_Data shown:_
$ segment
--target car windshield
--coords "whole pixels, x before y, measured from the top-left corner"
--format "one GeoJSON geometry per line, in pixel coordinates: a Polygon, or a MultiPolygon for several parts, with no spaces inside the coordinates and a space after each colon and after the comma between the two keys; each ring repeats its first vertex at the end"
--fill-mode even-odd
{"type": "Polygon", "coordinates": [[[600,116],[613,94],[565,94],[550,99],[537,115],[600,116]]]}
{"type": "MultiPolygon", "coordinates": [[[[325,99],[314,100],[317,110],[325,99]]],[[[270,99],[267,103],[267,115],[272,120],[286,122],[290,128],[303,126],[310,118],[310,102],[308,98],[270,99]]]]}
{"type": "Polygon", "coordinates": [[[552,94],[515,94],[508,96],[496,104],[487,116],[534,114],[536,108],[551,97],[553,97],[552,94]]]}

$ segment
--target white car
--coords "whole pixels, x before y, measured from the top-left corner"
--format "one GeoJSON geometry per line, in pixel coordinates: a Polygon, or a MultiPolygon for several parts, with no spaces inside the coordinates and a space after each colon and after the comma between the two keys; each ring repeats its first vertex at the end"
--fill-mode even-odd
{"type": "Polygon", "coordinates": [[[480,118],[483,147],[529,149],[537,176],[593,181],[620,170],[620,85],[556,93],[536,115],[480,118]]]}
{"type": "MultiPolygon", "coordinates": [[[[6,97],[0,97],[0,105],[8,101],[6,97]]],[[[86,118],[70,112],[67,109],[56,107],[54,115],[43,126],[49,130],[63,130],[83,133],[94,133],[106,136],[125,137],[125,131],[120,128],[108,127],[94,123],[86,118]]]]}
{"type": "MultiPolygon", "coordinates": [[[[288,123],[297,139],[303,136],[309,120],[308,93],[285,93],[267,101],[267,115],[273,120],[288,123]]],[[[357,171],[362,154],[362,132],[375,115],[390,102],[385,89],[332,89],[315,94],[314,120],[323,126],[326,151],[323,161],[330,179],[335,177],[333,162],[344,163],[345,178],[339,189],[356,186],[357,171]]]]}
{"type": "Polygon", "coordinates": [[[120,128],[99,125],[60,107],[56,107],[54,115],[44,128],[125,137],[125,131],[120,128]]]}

_What is asked:_
Please rewrite all of the data above with "top-left corner" replaced by "upper-left corner" everywhere and nothing else changed.

_Exercise result:_
$ segment
--target car windshield
--coords "whole pixels, x before y, measured from the upper-left corner"
--format "one GeoJSON geometry per line, in pixel coordinates: a Polygon, or a MultiPolygon for several parts, with no spaces inside the coordinates and a space after each colon and after the comma between the two keys; each ring repeats its first vertex at the end"
--fill-mode even-odd
{"type": "Polygon", "coordinates": [[[600,116],[613,94],[565,94],[550,99],[537,115],[600,116]]]}
{"type": "MultiPolygon", "coordinates": [[[[325,99],[314,100],[317,110],[325,99]]],[[[270,99],[267,103],[267,115],[272,120],[286,122],[290,128],[303,126],[310,118],[310,102],[308,98],[270,99]]]]}
{"type": "Polygon", "coordinates": [[[552,94],[515,94],[508,96],[496,104],[487,116],[534,114],[536,108],[551,97],[553,97],[552,94]]]}

$ segment
--target white car
--coords "whole pixels, x before y, measured from the upper-left corner"
--format "one GeoJSON geometry per line, in pixel coordinates: a Polygon, or a MultiPolygon for several parts, with no spaces inside the coordinates and a space after each colon and after the comma between the two keys; each ring repeats its first vertex at the end"
--fill-mode even-odd
{"type": "Polygon", "coordinates": [[[480,118],[483,147],[529,149],[537,176],[593,181],[620,170],[620,85],[556,93],[536,115],[480,118]]]}
{"type": "MultiPolygon", "coordinates": [[[[6,97],[0,97],[0,105],[8,101],[6,97]]],[[[86,118],[70,112],[67,109],[56,107],[54,115],[43,126],[49,130],[63,130],[83,133],[94,133],[106,136],[125,137],[125,131],[120,128],[108,127],[94,123],[86,118]]]]}
{"type": "MultiPolygon", "coordinates": [[[[288,123],[297,139],[303,136],[309,120],[308,93],[285,93],[267,101],[267,115],[273,120],[288,123]]],[[[357,171],[362,154],[362,132],[375,115],[390,102],[385,89],[332,89],[315,94],[314,120],[323,126],[326,151],[323,161],[330,179],[335,177],[333,162],[344,163],[345,178],[339,189],[356,186],[357,171]]]]}
{"type": "Polygon", "coordinates": [[[120,128],[99,125],[60,107],[56,107],[54,115],[44,128],[125,137],[125,131],[120,128]]]}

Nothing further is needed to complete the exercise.